__DETTAGLI DEL PROBLEMA__
Estendi il testo sull'ipotesi del gene "frugale" con un seguito che riprenda subito dopo la sua ultima frase.

__ESTRATTO DEL TESTO__
Tale ipotesi, però, già rivista nei primi anni Ottanta dallo stesso Neel [2], avrebbe una limitata applicabilità etnica [3]. Il gene “frugale” sarebbe infatti presente nelle varie etnie in percentuali diverse (indiani Pima 48%, aborigeni australiani 48%, micronesiani 20%, europei 4-6%).

 

Perciò si potrebbe pensare che un genotipo diverso da quello Pima svilupperebbe meno obesità/diabete se esposto ad un’uguale differenza ambientale nello stesso intervallo di tempo. Invece, anche in popolazioni geneticamente lontane dai Pima (ad esempio nel sud-est asiatico o in Oceania), la rapida occidentalizzazione ha portato a un’esplosione di obesità e di diabete

 

Perciò, lo stesso Neel è arrivato a concludere che le diverse condizioni di salute di fenotipi come quelli dei Pima non possono essere dovute ad una semplice predisposizione etnica ma devono necessariamente riflettere profondi cambiamenti nello stile di vita. [3]

 

Difatti, già in passato, osservazioni condotte sugli aborigeni australiani “modernizzati” avevano dimostrato come la reintroduzione di uno stile di vita tradizionale (soprattutto dal punto di vista alimentare) producesse un significativo calo ponderale ed un miglioramento sia del metabolismo glucidico (glicemia ed insulinemia) che di quello lipidico (colesterolo e trigliceridi). [4]

 

Per di più non andrebbe ignorato un punto fondamentale, oggi troppo spesso eluso da alcuni Autori: la composizione corporea degli uomini “antichi” era molto differente da quella odierna. Come evidenziato da Eaton [5], a parte gli odierni atleti allenati che conservano la massa muscolare di quei primi individui, l’uomo moderno, oltre che da una spesa energetica sensibilmente inferiore [6], è caratterizzato da una sarcopenia impressionante, con gli interstizi tra i muscoli ben imbottiti di grasso. [3]

 

E poiché la sensibilità insulinica è sensibilmente diversa tra cellule adipose e muscolari, la responsività complessiva all’insulina da parte del muscolo scheletrico si è profondamente negativizzata durante la transizione verso una società moderna mentre è aumentata quella del tessuto adiposo.

(Dati estratti da una raccolta)
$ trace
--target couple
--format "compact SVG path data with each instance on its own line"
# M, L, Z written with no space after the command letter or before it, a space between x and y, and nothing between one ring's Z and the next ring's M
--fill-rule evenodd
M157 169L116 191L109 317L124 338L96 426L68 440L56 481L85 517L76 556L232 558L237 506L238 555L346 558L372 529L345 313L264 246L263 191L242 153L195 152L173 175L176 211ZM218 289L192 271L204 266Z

__RISULTATO ATTESO__
 

Così, obesità, diabete mellito 2 e ipertensione sono diventate “malattie della civilizzazione”, raramente riscontrate nelle popolazioni tribali il cui sostentamento è ancora garantito da intense attività lavorative svolte senza l’ausilio di mezzi meccanici, quali la caccia, il foraggio e l’agricoltura.

 

Ecco perché Eaton, poi seguito da altri, ha provocatoriamente proposto il ritorno a una sorta di periodo paleolitico, sia dal punto di vista dell’attività fisica che dell’alimentazione: più movimento, più fibre e micronutrienti (da frutta e verdura o da integrazione dietetica), meno grassi saturi e meno sodio. [7, 8] 

 

Proposta di cui come al solito non è stato affatto colto il lato provocatorio ma unicamente quello superficiale, con gente che in contesti quantomai lontani dal paleolitico sia dal punto di vista ambientale che dietetico che genetico ha preso scioccamente a basare la propria dieta su carne cruda, noci, verdura e qualche frutto. Il modo giusto per addentrarsi nell'insulino-resistenza e per ingrassare nel momento in cui si toccherà qualche zucchero in più.

Come buttare via milioni di anni di evoluzione... 

 

 

 

 

 

BIBLIOGRAFIA

 

1. Neel JV, Diabetes Mellitus: a “thrifty” genotype rendered detrimental by “progress”?, Am Journ Hum Genet, 14, 353-362, 1962.

 

2. Neel JV, The thrifty genotype revisited, In: Kobberling J, Tattersall R (eds), The Genetics of diabetes mellitus, Academic Press, Amsterdam, 137-47, 1982.

 

3. Neel JV, The “thrifty genotype” in 1998, Nutrition Reviews, 57 (5 Pt 2), S2-9, 1999.

 

4. O’Dea K, Marked improvment in carbohydrate and lipid metabolism in diabetic Australian Aborigines after temporary reversion to traditional lifestyle, Diabetes, 33 (6), 596-603, 1984.

 

5. Eaton SB, Where’s the beef? Evolution, body composition, and insulin resistance,1999.

 

6. Shimamoto T et al, Trends for coronary heart disease and stroke and their risk factors in Japan, Circulation 79:503-15, 1989.

 

7. Eaton SB, Shostak M, Konner M, The Paleolithic prescription: a program of diet and exercise and a design for livin, Harper & Row, New York, 1988.

 

8. Eaton SB, Eaton SB, Konner MJ, Paleolithic nutrition revisited: A twelve-year retrospective on its nature and implications, Eur J Clin Nutr, 51, 207-216, 1997.